_Goal of the exercise_: Please edit the text on zero-query intent prediction: copy it out starting with "DLRM: Deep Learning" and going on through "entire ranked list.", with "ListMLE" in place of "ListNet".

Start of Exercise text

Integrating an aligned LLM reasoner significantly improves intent prediction in zero-query scenarios compared to purely ID-based methods.
The 'semantic gap' is effectively bridged by the three-tower QE-Rec architecture.
Ranking-Guided Alignment (RGA) provides additive gains over simply adding an LLM tower, proving the value of aligning the semantic space with the ranking space.
The approach scales to industrial settings, delivering consistent CTR and CSAT improvements.

📚 Prerequisite Knowledge

Prerequisites

Two-tower recommendation architectures
Large Language Models (LLMs) and embeddings
Contrastive Learning
Supervised Fine-Tuning (SFT)

Key Terms

Zero-Query Setting: A scenario where the system must predict user intent based on context before the user types any text.

GAUC: Group AUC—Area Under the Curve calculated per user group, measuring ranking quality within user sessions.

LTP: Last Token Pooling—using the hidden state of the final token of an LLM generation as the sequence representation.

CoT: Chain-of-Thought—prompting the LLM to generate intermediate reasoning steps (the latent query) before the final output.

Best-of-N: A sampling strategy where N candidate outputs are generated, and the best one is selected (here, by the ranking model) for training.

DLRM: Deep Learning Recommendation Model—standard architectures for industrial ranking using embeddings and interaction layers.

CSAT: Customer Satisfaction—a metric measuring how satisfied users are with the service.

ListNet: A learning-to-rank loss function that optimizes the probability distribution of the entire ranked list.

SFT: Supervised Fine-Tuning—updating a pre-trained model on a smaller, labeled dataset.

CTR: Click-Through Rate—the ratio of users who click on a specific link to the number of total users who view a page.

End of Exercise text
Start of Data listing

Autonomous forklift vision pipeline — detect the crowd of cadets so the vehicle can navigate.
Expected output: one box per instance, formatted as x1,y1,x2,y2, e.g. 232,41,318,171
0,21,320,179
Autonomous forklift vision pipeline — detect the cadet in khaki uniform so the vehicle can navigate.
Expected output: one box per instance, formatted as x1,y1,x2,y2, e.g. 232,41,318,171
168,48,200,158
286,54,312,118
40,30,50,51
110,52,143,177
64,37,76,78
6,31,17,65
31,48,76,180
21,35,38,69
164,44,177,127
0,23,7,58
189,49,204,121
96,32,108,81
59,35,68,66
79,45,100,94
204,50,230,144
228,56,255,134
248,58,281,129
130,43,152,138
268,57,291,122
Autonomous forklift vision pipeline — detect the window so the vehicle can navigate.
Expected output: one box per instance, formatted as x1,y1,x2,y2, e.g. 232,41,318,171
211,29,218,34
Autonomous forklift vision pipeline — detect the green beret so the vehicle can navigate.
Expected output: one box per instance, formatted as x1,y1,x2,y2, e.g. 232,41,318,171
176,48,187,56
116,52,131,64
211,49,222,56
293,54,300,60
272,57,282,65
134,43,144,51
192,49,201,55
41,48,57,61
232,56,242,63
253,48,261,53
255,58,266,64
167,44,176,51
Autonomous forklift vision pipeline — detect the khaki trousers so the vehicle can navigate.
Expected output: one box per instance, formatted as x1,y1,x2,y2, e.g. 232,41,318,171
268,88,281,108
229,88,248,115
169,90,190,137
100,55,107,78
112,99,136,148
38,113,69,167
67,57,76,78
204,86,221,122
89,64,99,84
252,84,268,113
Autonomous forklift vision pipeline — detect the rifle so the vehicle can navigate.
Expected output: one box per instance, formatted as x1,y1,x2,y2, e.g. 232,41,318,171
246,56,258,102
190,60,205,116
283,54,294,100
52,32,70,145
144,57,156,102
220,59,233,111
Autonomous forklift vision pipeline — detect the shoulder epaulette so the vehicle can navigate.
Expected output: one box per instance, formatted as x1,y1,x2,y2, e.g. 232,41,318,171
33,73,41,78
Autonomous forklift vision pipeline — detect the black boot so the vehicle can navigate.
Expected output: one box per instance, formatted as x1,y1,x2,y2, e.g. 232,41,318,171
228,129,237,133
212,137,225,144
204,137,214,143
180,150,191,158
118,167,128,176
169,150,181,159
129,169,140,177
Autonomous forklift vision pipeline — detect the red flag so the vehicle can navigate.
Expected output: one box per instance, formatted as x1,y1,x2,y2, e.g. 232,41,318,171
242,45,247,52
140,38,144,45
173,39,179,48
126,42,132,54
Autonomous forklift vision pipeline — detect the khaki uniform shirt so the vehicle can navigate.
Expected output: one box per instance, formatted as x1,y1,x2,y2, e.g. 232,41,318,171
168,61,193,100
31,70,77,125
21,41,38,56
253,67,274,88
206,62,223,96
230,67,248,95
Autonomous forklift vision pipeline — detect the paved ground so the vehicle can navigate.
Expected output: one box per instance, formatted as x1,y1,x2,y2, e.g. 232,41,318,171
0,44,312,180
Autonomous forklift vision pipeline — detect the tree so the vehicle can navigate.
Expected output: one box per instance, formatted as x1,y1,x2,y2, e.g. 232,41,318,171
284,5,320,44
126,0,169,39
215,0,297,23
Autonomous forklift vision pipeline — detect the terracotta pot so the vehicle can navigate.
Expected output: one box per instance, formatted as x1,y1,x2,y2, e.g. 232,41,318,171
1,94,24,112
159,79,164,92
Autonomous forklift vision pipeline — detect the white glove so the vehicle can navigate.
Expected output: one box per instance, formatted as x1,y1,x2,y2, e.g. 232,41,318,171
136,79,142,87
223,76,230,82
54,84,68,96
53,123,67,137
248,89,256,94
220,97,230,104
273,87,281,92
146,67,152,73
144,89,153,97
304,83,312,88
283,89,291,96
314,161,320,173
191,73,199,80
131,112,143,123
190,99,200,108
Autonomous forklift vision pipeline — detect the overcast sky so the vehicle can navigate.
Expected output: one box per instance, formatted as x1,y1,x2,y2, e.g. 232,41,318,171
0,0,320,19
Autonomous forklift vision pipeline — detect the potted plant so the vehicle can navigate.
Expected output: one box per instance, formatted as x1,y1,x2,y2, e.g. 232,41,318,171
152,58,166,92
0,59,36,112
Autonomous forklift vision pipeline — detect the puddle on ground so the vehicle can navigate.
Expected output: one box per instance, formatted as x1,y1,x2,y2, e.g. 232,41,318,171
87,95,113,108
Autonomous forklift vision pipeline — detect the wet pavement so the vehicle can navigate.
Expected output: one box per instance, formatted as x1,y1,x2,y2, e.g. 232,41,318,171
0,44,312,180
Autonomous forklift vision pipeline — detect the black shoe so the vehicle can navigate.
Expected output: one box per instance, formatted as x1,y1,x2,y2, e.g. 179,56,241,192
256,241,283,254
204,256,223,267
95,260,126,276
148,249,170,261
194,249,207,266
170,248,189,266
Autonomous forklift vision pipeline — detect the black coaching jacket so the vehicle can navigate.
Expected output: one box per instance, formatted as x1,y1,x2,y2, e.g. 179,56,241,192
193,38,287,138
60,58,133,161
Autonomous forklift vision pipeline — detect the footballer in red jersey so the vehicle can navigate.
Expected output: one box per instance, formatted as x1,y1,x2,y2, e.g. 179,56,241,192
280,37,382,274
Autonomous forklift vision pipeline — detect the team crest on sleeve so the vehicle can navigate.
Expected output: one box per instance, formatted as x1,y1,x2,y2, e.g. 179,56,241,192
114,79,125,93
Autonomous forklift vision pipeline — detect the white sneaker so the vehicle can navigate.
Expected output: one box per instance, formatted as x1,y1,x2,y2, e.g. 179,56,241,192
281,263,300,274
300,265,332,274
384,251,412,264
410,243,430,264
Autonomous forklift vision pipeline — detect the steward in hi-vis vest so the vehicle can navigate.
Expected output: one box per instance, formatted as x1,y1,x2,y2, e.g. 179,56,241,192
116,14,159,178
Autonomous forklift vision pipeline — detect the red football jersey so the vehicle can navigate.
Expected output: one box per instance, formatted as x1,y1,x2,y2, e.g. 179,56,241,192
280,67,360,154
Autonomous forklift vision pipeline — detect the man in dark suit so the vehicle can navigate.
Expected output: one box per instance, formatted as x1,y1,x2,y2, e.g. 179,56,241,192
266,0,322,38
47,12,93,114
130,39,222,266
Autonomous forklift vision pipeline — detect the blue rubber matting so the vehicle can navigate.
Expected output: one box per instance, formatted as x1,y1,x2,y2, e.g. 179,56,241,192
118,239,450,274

End of Data listing

_Exercise solution_:
DLRM: Deep Learning Recommendation Model—standard architectures for industrial ranking using embeddings and interaction layers.

CSAT: Customer Satisfaction—a metric measuring how satisfied users are with the service.

ListMLE: A learning-to-rank loss function that optimizes the probability distribution of the entire ranked list.